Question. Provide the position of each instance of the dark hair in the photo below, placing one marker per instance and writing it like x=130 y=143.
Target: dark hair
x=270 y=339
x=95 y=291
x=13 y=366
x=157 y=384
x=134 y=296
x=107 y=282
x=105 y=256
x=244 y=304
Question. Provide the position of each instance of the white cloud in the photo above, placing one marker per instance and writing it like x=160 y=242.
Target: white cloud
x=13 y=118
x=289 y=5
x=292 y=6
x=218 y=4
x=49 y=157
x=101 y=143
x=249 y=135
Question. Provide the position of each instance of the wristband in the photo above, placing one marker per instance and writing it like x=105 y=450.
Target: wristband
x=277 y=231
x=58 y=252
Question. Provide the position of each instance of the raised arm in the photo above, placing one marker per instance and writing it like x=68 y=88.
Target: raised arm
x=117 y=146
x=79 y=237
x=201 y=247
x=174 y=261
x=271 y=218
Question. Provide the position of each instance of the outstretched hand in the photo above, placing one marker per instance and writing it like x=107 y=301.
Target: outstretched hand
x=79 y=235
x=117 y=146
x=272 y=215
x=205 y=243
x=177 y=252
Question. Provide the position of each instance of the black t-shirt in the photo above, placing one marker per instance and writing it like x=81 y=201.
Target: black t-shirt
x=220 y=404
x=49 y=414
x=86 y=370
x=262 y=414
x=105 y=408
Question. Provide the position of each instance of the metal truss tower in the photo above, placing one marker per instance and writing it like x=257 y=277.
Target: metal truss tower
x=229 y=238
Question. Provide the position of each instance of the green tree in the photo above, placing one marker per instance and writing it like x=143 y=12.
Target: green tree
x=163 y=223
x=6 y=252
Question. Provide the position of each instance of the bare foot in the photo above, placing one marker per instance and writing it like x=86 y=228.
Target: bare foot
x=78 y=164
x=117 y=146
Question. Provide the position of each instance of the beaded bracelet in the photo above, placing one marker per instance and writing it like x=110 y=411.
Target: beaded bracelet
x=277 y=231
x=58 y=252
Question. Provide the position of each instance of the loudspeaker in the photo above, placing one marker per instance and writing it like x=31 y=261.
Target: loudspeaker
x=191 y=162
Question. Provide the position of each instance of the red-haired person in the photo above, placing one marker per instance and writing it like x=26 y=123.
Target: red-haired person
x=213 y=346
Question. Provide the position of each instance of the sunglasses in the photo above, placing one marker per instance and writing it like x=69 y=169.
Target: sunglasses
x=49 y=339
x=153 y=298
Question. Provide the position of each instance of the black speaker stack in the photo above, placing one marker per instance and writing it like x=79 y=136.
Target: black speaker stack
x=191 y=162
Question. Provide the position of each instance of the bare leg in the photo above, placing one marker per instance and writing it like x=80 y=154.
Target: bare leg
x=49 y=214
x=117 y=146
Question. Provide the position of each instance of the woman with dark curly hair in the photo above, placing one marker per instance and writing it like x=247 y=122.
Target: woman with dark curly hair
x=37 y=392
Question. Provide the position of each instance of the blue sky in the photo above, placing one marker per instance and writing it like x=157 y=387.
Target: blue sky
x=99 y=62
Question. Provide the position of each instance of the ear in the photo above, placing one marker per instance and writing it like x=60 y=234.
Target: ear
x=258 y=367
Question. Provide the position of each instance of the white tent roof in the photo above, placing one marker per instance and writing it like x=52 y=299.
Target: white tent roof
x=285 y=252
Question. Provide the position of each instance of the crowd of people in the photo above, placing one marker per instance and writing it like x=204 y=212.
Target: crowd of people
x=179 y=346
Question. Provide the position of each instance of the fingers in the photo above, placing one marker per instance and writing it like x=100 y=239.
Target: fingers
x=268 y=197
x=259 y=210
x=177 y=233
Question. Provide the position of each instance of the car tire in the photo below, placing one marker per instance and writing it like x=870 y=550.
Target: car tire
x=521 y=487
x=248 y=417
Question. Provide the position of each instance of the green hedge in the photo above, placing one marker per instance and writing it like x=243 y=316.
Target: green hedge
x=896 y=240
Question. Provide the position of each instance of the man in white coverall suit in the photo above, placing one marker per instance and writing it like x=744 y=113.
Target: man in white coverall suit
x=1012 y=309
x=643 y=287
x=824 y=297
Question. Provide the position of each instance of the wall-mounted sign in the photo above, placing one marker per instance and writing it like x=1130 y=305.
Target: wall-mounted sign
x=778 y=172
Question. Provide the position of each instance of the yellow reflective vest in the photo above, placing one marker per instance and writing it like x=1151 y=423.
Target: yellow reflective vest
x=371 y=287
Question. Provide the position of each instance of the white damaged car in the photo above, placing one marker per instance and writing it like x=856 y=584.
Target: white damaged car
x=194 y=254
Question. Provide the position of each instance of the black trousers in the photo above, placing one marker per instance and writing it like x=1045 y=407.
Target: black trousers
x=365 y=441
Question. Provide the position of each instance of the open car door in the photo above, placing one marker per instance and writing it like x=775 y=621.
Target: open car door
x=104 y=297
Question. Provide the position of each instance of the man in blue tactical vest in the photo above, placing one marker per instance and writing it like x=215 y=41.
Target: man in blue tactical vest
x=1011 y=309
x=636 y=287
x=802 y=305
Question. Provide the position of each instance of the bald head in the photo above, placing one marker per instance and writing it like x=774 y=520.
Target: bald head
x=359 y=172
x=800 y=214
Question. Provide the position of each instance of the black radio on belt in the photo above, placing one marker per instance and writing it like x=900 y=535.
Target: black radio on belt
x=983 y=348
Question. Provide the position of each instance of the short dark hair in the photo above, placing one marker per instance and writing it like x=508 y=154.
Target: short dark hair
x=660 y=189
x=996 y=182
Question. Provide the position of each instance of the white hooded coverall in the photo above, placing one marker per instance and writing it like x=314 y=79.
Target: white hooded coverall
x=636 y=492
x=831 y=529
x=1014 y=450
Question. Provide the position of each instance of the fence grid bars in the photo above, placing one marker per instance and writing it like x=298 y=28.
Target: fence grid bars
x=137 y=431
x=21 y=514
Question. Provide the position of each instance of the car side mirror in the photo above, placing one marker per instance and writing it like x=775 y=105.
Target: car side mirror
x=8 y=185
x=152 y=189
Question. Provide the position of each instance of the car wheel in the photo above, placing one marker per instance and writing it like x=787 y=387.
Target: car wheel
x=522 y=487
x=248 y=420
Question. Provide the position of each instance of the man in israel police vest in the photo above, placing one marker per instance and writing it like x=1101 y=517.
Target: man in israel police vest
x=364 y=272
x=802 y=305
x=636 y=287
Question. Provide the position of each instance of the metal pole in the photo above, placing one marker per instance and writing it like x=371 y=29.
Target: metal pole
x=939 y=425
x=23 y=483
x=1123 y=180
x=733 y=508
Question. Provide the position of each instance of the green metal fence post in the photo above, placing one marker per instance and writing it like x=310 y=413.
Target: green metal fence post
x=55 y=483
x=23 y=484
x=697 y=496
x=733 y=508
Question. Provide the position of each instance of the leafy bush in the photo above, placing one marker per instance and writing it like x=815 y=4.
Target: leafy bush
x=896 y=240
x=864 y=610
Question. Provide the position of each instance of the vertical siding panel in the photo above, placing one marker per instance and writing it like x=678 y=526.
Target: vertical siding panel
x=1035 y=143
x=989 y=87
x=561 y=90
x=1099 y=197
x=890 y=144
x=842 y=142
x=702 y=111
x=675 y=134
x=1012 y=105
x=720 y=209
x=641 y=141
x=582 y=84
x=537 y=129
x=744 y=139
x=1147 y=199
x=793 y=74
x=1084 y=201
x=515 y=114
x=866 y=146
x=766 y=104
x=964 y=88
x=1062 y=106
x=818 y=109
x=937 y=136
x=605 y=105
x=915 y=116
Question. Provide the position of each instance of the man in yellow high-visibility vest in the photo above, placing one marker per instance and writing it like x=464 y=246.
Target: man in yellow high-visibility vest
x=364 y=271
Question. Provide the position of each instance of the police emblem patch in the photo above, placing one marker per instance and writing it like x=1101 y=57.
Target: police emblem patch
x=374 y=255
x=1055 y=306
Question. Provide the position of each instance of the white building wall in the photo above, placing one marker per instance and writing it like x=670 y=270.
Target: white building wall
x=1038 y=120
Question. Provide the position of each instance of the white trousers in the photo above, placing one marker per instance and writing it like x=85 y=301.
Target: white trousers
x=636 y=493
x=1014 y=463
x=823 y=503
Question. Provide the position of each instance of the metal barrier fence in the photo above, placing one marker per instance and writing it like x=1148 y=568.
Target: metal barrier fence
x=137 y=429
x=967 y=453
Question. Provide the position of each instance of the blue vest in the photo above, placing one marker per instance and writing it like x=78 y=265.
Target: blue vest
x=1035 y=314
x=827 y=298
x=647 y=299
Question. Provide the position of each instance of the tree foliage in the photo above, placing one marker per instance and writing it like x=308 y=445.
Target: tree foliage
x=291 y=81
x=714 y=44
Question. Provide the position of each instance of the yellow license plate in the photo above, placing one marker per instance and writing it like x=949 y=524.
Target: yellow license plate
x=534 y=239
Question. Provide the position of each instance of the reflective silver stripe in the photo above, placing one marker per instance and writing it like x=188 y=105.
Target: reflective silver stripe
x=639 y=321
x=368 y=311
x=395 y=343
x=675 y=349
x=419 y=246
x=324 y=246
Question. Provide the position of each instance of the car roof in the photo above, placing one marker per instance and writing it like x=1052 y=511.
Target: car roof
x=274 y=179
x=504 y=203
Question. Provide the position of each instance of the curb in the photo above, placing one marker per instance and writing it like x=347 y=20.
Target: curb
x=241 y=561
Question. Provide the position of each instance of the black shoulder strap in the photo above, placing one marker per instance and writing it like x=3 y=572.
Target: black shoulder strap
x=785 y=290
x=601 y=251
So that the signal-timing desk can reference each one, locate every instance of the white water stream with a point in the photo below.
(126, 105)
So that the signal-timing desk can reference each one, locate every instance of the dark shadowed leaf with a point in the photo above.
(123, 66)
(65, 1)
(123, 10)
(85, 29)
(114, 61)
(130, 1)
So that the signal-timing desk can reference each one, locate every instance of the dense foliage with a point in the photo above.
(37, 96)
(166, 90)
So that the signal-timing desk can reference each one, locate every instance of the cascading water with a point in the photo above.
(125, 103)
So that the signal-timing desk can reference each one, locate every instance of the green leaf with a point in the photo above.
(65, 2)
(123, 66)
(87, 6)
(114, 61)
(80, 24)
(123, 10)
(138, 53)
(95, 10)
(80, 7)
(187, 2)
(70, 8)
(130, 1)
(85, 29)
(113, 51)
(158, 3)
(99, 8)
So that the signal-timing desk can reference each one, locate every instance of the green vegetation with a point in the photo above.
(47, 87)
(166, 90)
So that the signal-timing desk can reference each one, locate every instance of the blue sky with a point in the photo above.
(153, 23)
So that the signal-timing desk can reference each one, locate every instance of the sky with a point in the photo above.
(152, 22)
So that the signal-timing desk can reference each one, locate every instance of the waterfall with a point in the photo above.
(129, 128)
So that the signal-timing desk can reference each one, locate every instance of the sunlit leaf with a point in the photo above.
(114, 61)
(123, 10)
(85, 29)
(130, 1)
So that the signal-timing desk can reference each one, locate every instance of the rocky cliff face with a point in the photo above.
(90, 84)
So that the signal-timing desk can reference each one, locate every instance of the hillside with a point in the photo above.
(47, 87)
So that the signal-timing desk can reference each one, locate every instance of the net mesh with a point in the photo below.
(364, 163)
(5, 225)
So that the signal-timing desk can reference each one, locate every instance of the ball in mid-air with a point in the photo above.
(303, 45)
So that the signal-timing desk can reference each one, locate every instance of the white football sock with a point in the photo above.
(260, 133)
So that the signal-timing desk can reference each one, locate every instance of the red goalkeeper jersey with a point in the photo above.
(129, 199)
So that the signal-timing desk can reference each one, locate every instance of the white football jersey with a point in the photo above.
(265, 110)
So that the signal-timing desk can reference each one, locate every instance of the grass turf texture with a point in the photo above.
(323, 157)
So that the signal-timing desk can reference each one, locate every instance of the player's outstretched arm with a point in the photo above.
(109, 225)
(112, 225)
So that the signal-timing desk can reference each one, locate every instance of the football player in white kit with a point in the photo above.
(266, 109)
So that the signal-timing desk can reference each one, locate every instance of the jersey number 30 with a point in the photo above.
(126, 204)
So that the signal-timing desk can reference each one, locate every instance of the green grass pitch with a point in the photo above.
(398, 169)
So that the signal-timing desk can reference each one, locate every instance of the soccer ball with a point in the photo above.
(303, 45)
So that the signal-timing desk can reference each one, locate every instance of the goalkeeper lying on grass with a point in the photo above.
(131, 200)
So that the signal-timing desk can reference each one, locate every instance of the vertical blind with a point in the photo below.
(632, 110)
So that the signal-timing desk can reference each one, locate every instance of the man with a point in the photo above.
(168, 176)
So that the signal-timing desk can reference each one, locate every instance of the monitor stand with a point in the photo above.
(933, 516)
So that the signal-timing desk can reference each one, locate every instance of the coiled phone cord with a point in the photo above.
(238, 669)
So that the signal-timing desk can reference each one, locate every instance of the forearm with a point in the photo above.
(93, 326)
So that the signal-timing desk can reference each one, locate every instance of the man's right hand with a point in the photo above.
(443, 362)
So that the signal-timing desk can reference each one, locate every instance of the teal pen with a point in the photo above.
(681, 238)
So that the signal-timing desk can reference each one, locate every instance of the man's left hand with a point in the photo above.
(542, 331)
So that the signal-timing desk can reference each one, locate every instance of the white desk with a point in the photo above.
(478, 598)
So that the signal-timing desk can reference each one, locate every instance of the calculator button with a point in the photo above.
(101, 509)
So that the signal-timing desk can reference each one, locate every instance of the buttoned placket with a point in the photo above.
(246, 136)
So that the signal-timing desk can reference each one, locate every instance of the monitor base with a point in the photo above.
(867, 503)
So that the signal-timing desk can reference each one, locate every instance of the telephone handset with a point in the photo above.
=======
→ Exercise: Arrange the lines above, from the very first one through the line containing "x=177 y=252", as a Markdown table with the columns No. and Line. Number each row, and skip any blank lines.

→ Expected output:
| No. | Line |
|---|---|
| 1 | Question. Provide the position of each instance of the dark hair in the photo below, placing one marker per instance and writing it like x=130 y=143. |
| 2 | Target: dark hair |
| 3 | x=270 y=339 |
| 4 | x=95 y=291 |
| 5 | x=13 y=366 |
| 6 | x=157 y=384 |
| 7 | x=134 y=296 |
| 8 | x=107 y=282 |
| 9 | x=105 y=256 |
| 10 | x=244 y=304 |
| 11 | Question. Provide the position of each instance of the white cloud in the photo above, placing one marker per instance and writing it like x=160 y=242. |
| 12 | Target: white cloud |
| 13 | x=13 y=118 |
| 14 | x=289 y=5 |
| 15 | x=292 y=6 |
| 16 | x=218 y=4 |
| 17 | x=49 y=157 |
| 18 | x=101 y=143 |
| 19 | x=249 y=135 |
| 20 | Question. Provide the position of each instance of the wristband in the photo above, placing one marker per instance and writing it like x=105 y=450. |
| 21 | Target: wristband |
| 22 | x=277 y=231 |
| 23 | x=58 y=252 |
| 24 | Question. Provide the position of each instance of the raised arm in the photo above, placing one marker per instance and writing it like x=68 y=88. |
| 25 | Target: raised arm |
| 26 | x=117 y=146 |
| 27 | x=79 y=237 |
| 28 | x=201 y=247 |
| 29 | x=174 y=261 |
| 30 | x=271 y=218 |
| 31 | Question. Provide the position of each instance of the outstretched hand in the photo above, placing one marker per instance and writing it like x=107 y=301. |
| 32 | Target: outstretched hand |
| 33 | x=79 y=235 |
| 34 | x=117 y=146 |
| 35 | x=272 y=215 |
| 36 | x=205 y=243 |
| 37 | x=177 y=252 |